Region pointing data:

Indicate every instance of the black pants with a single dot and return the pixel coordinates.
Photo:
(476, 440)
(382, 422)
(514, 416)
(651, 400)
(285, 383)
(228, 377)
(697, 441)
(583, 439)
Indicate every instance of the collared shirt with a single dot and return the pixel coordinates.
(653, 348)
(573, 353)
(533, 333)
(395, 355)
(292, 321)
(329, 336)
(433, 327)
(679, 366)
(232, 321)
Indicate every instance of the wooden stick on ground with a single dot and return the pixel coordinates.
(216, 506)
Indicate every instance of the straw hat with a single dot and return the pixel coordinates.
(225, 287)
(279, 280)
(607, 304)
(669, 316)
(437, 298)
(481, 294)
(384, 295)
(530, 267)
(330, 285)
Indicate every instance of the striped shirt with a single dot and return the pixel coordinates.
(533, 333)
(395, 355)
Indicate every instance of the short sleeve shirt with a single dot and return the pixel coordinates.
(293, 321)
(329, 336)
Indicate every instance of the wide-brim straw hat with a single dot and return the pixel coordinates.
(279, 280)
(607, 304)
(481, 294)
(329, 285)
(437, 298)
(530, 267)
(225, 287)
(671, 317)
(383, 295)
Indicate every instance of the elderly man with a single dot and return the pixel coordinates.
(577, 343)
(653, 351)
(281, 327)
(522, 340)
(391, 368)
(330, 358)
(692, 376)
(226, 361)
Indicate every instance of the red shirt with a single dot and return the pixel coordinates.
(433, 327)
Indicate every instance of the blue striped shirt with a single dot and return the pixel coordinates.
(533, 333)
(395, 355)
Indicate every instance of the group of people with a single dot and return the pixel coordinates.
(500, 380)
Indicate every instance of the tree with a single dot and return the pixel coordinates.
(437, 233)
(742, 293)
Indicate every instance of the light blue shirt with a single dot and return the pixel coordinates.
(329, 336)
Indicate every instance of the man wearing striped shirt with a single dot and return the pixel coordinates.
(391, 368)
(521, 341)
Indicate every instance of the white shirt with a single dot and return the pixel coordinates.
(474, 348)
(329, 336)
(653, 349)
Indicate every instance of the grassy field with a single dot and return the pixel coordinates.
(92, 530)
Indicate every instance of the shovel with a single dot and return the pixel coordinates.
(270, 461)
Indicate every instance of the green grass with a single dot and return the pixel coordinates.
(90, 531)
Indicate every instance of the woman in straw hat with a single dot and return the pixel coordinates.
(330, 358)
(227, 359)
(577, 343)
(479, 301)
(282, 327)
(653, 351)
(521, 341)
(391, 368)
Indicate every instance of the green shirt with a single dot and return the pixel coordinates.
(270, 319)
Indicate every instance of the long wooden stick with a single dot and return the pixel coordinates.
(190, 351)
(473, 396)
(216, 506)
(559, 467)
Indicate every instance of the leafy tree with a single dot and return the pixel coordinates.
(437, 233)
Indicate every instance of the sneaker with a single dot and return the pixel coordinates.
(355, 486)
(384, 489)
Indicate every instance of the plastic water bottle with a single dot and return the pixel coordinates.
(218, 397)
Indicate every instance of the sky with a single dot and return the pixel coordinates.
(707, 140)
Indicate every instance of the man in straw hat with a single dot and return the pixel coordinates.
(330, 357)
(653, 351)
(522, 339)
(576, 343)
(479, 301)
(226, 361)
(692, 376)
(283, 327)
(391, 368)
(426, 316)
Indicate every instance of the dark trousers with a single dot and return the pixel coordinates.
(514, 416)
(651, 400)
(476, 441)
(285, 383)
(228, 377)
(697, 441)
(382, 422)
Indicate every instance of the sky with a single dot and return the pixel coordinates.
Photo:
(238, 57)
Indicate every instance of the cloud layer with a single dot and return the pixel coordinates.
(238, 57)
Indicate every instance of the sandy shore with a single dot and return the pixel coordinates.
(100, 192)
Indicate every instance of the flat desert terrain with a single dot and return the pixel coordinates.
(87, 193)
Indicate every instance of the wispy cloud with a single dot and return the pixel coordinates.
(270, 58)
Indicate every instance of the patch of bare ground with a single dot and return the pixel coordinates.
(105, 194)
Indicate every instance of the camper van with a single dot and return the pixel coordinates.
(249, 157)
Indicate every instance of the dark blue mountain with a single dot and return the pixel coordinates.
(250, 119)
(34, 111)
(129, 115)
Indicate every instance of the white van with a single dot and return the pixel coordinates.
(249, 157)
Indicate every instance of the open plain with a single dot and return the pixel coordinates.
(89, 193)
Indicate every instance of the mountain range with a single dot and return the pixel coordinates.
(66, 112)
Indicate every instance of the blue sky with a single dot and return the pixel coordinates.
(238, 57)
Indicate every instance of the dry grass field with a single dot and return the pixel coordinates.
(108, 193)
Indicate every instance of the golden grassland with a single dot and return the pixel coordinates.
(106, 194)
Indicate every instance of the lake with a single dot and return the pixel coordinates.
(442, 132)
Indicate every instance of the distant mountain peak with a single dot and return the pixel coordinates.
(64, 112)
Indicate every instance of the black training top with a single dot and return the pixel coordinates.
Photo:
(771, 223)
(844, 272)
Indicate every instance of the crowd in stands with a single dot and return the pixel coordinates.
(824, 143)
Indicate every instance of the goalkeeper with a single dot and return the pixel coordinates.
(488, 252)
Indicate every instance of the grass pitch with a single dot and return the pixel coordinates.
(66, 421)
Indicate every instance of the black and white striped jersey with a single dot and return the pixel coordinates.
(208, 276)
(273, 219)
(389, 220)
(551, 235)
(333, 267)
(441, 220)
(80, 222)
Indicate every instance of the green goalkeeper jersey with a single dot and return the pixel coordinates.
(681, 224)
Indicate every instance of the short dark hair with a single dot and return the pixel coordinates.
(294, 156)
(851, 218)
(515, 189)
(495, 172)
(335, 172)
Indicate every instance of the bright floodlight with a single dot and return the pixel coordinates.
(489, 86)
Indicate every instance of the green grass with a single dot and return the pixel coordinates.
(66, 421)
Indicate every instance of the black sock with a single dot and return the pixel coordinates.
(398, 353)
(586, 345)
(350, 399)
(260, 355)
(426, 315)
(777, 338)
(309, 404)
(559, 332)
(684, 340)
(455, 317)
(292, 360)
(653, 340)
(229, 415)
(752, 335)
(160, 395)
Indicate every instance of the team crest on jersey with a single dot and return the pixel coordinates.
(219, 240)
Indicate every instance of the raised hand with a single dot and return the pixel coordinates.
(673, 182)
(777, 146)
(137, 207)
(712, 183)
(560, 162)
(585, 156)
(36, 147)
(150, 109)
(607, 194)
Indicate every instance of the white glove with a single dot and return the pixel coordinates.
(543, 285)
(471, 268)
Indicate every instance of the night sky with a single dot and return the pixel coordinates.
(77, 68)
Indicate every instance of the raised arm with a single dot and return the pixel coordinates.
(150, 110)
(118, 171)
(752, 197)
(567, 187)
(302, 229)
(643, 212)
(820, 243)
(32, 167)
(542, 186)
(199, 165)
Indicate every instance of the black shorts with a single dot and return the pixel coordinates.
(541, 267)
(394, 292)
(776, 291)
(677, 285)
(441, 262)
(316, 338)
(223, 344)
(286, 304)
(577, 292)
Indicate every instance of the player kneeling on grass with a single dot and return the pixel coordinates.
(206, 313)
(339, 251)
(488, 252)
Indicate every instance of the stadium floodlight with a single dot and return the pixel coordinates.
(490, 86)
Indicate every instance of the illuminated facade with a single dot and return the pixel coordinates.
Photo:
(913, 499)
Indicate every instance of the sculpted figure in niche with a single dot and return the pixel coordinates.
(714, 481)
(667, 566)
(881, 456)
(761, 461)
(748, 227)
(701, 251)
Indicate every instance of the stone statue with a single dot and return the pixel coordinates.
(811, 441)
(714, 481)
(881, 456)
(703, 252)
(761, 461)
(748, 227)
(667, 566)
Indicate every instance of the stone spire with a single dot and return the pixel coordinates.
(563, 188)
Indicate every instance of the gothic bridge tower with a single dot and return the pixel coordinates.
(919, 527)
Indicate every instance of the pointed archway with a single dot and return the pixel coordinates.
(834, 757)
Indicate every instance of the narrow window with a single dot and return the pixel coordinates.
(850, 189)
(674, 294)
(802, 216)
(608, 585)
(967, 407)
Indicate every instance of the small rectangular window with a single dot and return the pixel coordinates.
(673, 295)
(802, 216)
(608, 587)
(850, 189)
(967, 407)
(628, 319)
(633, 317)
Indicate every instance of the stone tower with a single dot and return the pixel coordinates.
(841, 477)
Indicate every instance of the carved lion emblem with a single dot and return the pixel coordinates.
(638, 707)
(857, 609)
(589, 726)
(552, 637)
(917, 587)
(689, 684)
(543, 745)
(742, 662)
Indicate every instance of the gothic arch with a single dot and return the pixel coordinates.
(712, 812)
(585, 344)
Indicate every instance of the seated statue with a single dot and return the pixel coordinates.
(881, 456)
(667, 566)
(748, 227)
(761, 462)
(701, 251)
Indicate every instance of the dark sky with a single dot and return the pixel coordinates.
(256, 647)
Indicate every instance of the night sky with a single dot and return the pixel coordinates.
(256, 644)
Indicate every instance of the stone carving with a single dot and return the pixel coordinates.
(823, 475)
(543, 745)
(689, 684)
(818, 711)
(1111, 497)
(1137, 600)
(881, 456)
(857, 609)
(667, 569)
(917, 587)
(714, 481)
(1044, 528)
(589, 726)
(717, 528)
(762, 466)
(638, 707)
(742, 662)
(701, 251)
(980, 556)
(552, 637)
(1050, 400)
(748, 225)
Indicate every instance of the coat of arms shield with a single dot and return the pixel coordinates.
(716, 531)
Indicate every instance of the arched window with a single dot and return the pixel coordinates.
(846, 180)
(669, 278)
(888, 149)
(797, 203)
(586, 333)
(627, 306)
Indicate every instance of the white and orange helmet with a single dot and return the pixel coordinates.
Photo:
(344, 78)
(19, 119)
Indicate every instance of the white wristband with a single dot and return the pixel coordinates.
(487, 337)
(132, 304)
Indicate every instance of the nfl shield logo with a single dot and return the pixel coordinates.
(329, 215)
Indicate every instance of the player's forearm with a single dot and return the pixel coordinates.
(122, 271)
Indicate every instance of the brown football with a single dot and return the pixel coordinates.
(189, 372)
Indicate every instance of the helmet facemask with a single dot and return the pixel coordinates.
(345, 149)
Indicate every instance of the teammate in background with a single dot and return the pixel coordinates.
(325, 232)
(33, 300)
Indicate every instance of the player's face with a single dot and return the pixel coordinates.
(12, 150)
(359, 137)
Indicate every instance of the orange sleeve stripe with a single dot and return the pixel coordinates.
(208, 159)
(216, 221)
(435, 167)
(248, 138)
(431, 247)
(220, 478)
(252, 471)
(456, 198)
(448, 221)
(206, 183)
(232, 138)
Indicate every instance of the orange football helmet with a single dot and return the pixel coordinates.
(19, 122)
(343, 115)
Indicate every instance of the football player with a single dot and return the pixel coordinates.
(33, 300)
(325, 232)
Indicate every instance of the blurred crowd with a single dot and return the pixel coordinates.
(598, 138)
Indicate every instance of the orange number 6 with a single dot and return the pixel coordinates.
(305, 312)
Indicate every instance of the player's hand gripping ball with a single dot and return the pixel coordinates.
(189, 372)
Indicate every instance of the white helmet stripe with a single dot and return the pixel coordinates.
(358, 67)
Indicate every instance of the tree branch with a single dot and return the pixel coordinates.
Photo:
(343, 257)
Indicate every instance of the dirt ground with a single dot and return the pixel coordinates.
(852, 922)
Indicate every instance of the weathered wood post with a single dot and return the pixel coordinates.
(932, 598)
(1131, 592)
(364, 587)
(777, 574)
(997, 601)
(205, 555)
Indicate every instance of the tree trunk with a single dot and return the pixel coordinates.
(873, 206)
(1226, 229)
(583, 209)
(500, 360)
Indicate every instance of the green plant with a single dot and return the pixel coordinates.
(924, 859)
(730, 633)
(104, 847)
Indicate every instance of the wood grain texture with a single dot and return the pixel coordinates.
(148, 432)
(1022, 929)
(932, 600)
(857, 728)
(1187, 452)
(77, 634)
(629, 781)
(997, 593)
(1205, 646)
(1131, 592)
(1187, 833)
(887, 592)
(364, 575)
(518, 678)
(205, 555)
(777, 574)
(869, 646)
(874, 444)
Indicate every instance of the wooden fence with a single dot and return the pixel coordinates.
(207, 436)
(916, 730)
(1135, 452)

### Task statement
Give back, word for word, only the lines from the one containing "Indicate every instance of the tree trunk" through the closing line of the entries.

### Solution to the exercise
Indicate every instance of the tree trunk with a single dot and return the pixel coordinates.
(873, 206)
(1226, 229)
(583, 209)
(500, 360)
Indicate every instance of the green plant with a single dot and return the pixel coordinates.
(924, 859)
(730, 633)
(104, 847)
Indicate every instance of the wood grain texture with a single dot and return the pixel coordinates.
(148, 432)
(1022, 929)
(932, 600)
(857, 728)
(1187, 452)
(77, 634)
(629, 781)
(997, 593)
(1205, 646)
(1131, 592)
(1187, 833)
(887, 592)
(364, 575)
(518, 678)
(205, 555)
(777, 574)
(869, 646)
(874, 444)
Indicate every instance of the wooden fence with a single dot and return the pixel coordinates.
(207, 436)
(916, 730)
(1135, 452)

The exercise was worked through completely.